13 Apr CMI qualifications without the apprenticeship levy: what employers need to know in 2026
If your organisation has been developing managers and leaders through levy-funded apprenticeships, the next few months will require some decisions. This month, the government confirmed that Levy funding for Level 3 to Level 6 management and leadership apprenticeship standards will be removed from September 2026, as part of its Growth and Skills Levy reforms. The Team Leader standard, the Operations Manager standard, and several other CMI-aligned routes are among those being defunded.
For many L&D Directors, this will feel sudden. For some, it will create a genuine leadership pipeline problem if they do not plan ahead. But the CMI qualifications your managers have been working towards do not disappear when the Levy funding does. What changes is how you pay for them.
This post explains what is happening, what it means for your development plans, and how to keep your people progressing towards recognised CMI qualifications without interruption.
What the government has actually confirmed
The reforms to the Apprenticeship Levy, now being rebranded as the Growth and Skills Levy, represent the most significant restructuring of apprenticeship funding since the Levy launched in 2017.

■ Recorded information ■
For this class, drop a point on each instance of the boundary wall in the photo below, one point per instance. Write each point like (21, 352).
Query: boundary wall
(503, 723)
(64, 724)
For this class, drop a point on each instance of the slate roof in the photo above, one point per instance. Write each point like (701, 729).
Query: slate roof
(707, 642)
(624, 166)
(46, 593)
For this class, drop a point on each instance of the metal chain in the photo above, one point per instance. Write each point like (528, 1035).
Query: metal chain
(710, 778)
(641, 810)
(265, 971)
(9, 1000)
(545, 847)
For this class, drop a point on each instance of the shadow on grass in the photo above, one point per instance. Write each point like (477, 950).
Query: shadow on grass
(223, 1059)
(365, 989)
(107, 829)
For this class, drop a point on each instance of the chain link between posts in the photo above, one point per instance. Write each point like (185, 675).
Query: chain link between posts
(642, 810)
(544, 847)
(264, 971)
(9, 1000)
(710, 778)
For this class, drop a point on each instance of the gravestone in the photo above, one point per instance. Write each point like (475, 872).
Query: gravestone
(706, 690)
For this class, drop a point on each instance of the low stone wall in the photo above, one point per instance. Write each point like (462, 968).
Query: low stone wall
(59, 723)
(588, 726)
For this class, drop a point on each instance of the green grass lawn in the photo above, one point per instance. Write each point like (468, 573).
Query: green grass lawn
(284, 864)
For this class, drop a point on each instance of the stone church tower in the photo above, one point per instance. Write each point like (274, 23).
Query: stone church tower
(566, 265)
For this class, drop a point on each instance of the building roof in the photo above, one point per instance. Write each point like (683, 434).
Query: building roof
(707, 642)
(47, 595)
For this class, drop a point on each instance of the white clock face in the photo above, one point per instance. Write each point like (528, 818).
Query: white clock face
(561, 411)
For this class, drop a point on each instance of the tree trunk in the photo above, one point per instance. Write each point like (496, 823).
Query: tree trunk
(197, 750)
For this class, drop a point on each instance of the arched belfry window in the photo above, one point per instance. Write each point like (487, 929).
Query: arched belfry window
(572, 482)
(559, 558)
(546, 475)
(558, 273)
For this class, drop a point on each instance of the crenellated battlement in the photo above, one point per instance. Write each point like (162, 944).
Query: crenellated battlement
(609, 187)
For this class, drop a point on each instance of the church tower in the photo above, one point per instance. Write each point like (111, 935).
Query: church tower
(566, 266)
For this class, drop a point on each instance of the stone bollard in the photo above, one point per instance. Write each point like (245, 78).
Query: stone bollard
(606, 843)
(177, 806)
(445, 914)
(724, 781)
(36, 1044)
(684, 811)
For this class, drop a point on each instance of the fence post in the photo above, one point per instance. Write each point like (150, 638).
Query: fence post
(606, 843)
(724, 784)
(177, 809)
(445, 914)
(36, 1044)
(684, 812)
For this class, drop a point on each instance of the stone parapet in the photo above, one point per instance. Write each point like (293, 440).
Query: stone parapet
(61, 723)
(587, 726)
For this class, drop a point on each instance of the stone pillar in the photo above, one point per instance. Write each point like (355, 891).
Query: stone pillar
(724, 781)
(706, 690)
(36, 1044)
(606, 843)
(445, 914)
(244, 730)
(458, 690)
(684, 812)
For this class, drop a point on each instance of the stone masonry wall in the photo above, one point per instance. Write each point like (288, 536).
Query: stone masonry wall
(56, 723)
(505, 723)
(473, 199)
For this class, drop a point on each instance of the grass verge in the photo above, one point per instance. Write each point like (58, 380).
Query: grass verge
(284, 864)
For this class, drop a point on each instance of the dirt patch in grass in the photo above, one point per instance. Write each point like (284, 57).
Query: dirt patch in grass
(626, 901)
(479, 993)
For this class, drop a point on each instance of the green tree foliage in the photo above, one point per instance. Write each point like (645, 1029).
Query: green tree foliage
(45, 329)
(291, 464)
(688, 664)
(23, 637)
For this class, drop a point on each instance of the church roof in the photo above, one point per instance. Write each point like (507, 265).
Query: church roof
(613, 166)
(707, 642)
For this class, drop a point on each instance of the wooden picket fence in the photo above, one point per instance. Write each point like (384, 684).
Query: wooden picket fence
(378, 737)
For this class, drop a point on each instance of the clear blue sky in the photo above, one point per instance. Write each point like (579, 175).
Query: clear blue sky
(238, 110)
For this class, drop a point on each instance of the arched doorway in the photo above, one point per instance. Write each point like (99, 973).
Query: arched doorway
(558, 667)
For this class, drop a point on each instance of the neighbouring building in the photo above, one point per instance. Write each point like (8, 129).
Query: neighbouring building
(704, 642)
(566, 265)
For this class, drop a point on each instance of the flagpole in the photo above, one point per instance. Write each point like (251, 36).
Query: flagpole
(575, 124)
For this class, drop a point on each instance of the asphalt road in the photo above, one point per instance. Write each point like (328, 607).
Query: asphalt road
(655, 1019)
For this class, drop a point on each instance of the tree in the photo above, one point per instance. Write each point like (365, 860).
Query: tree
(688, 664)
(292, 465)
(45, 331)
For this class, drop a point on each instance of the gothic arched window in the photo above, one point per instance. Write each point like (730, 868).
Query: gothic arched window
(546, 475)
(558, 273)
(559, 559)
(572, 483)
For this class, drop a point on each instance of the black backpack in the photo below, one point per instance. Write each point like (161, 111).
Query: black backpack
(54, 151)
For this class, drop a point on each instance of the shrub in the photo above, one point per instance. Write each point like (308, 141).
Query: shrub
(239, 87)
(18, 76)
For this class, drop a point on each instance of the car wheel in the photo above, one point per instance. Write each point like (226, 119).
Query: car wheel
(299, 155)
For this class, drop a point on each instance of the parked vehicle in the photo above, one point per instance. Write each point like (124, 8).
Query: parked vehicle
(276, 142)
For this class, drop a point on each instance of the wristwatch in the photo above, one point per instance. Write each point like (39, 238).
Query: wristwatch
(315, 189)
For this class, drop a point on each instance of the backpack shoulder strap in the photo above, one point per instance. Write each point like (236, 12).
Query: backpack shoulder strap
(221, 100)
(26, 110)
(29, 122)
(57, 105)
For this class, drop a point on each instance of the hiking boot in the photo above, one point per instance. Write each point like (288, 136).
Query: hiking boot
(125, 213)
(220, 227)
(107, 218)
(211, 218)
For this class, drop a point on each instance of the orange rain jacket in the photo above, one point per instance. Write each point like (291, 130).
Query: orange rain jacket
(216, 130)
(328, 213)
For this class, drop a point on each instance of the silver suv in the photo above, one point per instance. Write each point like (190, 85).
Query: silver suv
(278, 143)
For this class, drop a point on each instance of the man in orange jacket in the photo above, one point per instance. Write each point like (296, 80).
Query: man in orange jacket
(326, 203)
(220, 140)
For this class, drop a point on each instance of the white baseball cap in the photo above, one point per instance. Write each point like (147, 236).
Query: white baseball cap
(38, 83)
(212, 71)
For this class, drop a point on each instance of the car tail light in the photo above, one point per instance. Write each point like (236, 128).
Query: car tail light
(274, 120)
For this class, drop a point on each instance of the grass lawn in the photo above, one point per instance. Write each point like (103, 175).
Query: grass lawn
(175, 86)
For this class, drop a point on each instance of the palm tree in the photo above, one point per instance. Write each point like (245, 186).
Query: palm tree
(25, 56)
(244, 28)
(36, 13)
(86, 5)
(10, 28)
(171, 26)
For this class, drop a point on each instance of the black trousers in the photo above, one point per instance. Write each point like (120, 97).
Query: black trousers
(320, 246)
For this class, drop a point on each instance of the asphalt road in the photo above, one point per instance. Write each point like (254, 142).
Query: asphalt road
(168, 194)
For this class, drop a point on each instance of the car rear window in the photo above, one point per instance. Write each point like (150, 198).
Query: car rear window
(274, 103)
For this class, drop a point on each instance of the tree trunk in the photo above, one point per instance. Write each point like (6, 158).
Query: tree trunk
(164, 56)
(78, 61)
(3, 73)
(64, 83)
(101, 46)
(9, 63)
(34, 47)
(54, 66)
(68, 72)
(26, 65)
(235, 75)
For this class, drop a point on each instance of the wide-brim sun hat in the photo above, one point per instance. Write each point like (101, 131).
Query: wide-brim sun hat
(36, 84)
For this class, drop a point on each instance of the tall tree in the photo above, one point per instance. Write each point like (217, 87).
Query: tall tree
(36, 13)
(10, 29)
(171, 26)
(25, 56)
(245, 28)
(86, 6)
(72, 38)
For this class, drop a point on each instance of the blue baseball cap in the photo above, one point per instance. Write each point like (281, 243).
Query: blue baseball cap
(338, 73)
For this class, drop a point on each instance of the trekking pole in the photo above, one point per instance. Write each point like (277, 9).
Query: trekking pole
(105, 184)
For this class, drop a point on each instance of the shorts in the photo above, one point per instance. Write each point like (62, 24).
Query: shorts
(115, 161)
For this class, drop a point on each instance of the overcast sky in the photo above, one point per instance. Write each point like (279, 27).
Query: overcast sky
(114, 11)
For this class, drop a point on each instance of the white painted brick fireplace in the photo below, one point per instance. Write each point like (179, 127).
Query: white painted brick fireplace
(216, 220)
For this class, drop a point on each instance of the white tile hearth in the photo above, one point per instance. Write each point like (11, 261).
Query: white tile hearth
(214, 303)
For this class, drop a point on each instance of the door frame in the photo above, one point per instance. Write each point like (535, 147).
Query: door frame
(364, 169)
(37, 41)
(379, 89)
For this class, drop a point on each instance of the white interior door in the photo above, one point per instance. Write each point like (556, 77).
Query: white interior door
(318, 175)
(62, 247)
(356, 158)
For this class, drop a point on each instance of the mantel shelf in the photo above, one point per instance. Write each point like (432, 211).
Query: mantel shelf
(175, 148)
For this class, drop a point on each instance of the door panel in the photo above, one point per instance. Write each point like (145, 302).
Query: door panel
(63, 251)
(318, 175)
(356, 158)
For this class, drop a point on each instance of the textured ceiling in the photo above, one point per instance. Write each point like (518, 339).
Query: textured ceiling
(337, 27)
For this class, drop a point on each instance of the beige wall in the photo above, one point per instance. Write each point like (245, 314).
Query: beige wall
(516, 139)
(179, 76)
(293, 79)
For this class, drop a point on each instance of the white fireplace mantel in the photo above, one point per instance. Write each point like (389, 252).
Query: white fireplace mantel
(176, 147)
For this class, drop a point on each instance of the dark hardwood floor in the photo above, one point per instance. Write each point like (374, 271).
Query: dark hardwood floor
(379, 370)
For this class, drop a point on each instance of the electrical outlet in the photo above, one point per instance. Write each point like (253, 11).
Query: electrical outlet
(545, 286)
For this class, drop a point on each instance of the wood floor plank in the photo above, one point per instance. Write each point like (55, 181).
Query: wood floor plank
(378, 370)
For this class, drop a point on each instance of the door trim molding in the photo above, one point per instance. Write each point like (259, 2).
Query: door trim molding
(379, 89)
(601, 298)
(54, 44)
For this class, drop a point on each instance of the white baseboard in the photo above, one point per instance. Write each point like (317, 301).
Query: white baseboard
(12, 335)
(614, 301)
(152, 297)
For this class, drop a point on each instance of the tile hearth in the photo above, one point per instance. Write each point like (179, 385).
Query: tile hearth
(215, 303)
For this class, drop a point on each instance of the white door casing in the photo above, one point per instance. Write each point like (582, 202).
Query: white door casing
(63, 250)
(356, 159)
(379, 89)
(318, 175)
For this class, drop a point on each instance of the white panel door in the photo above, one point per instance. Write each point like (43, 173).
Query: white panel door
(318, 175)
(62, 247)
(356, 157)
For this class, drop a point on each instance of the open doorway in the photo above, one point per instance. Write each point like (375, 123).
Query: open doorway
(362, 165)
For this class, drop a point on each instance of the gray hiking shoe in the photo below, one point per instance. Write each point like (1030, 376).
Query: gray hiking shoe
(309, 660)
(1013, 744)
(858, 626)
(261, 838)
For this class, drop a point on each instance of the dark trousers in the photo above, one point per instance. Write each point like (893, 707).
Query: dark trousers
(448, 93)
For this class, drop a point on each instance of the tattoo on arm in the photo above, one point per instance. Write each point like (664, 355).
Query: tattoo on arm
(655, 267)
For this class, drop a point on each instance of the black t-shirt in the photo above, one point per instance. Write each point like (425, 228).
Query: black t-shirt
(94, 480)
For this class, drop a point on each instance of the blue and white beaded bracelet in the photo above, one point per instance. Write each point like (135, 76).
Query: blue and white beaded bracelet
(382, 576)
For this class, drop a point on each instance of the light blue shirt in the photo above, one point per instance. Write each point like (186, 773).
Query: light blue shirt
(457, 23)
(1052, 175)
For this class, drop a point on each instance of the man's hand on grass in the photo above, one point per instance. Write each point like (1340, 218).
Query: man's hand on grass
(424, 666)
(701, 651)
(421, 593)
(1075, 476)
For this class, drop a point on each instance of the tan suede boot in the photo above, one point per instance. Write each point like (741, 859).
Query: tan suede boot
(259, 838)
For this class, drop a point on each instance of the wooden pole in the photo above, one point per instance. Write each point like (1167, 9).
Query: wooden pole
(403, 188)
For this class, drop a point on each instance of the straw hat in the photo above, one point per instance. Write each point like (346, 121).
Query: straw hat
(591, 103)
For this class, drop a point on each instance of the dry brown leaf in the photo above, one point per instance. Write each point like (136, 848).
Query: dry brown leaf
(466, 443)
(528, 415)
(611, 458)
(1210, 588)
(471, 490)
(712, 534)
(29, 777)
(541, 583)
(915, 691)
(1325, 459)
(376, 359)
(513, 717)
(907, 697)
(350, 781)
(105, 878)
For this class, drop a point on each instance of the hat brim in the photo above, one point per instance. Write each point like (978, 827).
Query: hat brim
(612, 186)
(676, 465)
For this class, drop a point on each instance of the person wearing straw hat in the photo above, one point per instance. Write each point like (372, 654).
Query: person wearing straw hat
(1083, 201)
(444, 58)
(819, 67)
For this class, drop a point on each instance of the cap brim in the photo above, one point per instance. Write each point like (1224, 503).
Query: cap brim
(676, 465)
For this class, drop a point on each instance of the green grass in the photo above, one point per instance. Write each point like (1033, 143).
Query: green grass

■ Try it ■
According to the article on CMI qualifications and the apprenticeship levy, when will Levy funding for Level 3 to Level 6 management and leadership apprenticeship standards be removed?

■ Solution to this task ■
September 2026